▶ _Material to process_:
%%
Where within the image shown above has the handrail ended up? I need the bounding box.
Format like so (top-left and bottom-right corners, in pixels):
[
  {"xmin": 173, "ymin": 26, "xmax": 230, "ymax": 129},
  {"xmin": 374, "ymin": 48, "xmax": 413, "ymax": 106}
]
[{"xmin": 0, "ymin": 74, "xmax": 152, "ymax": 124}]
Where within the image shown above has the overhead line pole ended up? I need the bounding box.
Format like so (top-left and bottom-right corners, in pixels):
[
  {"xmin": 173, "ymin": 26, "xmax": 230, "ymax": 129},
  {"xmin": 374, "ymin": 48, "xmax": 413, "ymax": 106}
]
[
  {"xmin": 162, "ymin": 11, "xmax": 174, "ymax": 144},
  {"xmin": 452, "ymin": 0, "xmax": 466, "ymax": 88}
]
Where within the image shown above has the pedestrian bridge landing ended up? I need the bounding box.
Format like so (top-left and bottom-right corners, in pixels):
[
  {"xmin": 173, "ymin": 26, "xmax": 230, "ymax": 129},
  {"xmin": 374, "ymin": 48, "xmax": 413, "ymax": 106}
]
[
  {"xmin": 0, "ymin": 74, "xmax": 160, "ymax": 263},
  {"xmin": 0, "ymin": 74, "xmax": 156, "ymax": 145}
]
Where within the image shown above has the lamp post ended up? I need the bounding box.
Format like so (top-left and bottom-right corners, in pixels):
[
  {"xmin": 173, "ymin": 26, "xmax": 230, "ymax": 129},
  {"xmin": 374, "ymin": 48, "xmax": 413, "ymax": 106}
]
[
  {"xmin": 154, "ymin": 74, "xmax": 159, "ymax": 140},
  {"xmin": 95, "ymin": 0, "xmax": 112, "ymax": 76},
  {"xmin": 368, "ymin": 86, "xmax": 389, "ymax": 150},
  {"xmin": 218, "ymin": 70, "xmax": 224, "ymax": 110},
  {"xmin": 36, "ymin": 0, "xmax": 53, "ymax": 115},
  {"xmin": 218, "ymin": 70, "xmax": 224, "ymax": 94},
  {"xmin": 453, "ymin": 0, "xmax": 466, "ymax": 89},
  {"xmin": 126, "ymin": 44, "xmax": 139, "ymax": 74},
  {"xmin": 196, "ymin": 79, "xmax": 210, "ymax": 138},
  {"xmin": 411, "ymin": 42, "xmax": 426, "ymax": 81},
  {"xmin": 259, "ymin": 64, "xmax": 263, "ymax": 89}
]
%%
▶ _Problem_: Lines from the records above that hold "shown" are the ones to list.

▶ _Response to this exercise_:
Where within the image shown above has the handrail ended up? I need the bounding box.
Where within the image shown above has the overhead line pole ended up? I need the bounding box.
Where within the image shown above has the pedestrian bridge landing ended up? I need the bounding box.
Where within the image shown above has the lamp post ended up? I need the bounding box.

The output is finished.